TASK OBJECTIVE: Could you copy, character for character, the lines of the records below starting at the line containing "Target: arched window" and ending at the line containing "[[[98,139],[80,135],[73,145],[72,197],[96,193],[98,188]]]"?

SUPPLIED RECORDS:
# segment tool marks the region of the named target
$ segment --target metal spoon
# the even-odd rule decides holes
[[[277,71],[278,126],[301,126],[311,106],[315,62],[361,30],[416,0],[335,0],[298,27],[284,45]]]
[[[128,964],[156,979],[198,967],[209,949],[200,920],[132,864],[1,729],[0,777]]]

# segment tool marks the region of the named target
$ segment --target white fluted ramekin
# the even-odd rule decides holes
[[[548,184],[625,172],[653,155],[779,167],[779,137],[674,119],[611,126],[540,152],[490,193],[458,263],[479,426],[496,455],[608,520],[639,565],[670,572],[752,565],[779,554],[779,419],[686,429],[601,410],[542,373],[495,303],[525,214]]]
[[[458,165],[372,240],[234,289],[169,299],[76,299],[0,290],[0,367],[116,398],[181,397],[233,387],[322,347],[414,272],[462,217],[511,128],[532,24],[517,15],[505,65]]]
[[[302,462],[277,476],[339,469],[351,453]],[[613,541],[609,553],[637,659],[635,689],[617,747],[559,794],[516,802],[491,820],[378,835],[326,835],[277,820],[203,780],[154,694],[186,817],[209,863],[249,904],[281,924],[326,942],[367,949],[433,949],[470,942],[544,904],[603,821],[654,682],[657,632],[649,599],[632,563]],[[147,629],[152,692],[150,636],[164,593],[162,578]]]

--

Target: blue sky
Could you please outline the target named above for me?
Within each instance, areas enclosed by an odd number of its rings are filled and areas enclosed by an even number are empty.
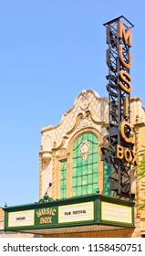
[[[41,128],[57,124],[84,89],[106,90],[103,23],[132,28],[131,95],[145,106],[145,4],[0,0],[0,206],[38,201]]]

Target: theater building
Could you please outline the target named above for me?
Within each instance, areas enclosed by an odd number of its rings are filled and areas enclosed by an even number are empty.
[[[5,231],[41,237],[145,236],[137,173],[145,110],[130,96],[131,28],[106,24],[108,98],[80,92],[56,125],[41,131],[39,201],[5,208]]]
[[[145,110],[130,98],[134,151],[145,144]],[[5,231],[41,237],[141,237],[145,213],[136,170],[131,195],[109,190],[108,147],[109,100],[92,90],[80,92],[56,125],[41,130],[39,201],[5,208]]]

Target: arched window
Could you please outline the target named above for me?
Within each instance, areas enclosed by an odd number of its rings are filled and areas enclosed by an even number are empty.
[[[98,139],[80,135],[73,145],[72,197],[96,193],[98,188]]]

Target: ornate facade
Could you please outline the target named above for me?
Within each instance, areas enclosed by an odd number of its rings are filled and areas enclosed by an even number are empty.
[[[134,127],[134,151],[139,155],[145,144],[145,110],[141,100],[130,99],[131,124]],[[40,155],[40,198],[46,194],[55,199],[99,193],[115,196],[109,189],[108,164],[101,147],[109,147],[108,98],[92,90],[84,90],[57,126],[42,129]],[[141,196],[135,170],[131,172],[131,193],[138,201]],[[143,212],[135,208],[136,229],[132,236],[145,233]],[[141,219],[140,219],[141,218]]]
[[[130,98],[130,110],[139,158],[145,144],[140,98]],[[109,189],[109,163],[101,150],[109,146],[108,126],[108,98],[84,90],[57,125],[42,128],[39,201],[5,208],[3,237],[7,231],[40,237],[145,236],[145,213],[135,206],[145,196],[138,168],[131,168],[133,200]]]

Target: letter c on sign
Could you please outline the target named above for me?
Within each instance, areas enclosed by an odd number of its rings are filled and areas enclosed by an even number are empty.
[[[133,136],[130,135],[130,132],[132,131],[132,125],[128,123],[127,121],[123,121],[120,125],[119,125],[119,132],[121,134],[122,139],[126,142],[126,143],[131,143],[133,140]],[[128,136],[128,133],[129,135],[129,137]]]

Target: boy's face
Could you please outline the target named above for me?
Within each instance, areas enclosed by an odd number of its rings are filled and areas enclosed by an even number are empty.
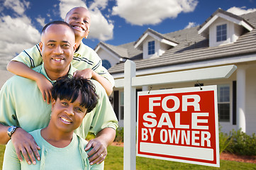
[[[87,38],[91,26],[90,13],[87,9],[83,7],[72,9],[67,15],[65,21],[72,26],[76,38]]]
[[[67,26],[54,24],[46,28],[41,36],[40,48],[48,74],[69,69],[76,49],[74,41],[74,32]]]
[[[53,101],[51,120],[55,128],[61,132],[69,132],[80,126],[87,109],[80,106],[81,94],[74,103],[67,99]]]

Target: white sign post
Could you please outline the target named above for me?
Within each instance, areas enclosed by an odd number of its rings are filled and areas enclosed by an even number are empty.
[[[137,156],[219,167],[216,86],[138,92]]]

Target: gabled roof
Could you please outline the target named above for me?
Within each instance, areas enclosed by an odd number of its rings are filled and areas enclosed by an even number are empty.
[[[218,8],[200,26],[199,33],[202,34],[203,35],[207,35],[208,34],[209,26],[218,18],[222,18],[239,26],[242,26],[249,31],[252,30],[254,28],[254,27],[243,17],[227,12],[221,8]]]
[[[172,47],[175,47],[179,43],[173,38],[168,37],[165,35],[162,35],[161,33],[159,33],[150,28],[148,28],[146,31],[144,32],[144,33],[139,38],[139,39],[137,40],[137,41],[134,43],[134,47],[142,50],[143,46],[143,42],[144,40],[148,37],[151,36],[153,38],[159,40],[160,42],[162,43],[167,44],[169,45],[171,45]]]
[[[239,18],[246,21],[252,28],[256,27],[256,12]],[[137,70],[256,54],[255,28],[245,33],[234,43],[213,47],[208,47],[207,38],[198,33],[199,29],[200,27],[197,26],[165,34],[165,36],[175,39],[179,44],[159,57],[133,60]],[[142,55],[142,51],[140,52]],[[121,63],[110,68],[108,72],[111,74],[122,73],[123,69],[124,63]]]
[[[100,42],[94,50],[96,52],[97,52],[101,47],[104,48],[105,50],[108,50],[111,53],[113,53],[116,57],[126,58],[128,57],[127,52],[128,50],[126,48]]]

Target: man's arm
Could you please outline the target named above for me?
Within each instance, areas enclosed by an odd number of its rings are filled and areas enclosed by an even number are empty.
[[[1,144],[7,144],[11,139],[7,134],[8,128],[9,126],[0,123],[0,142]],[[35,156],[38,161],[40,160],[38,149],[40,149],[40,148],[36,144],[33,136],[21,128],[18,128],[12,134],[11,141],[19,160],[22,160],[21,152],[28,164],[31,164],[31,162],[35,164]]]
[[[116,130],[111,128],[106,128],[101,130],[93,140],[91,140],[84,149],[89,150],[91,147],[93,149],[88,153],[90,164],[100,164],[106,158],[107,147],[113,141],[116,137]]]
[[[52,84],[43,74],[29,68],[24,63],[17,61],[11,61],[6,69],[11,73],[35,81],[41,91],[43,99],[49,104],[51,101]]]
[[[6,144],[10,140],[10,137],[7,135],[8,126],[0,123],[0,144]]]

--

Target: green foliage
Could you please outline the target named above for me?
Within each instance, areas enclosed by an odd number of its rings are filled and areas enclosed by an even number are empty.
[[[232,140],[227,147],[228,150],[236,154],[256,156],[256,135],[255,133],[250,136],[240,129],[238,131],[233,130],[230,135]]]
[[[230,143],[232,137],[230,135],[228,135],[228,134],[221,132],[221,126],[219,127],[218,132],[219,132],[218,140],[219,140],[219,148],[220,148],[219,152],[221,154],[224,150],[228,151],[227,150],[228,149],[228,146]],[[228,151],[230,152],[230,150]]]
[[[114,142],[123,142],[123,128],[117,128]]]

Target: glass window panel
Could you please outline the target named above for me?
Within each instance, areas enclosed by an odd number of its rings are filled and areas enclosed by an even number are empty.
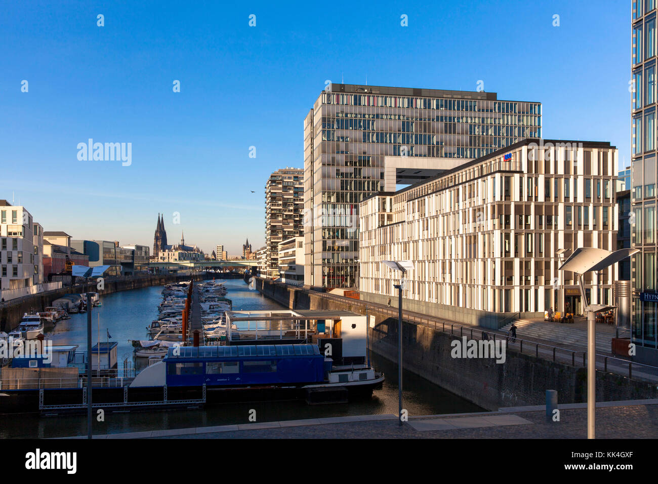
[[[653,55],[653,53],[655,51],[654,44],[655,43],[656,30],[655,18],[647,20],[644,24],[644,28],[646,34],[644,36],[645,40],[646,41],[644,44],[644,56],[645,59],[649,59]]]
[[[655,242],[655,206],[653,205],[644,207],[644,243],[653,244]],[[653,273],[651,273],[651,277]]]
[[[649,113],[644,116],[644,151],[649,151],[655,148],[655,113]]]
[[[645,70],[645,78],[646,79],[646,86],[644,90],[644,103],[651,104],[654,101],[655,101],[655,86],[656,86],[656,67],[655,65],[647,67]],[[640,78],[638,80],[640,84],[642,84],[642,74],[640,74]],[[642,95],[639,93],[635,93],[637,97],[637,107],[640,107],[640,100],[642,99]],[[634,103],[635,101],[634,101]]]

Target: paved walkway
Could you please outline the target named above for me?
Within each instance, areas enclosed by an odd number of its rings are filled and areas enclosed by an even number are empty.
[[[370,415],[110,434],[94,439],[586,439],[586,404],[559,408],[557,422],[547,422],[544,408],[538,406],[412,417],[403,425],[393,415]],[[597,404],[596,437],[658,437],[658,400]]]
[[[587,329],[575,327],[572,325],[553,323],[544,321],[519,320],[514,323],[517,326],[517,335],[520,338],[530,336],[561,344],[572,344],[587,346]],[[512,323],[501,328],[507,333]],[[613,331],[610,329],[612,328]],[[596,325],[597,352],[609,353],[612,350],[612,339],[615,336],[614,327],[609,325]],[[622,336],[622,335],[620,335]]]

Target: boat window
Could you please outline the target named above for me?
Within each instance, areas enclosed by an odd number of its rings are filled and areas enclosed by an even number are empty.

SOLUTION TO THE EXERCISE:
Target: arched window
Could you please outline the target named above for me?
Within each instance, areas enclosed by an odd number of its rings are filled and areas enclosed by an even number are empty.
[[[98,139],[80,135],[73,145],[72,197],[96,193],[98,188]]]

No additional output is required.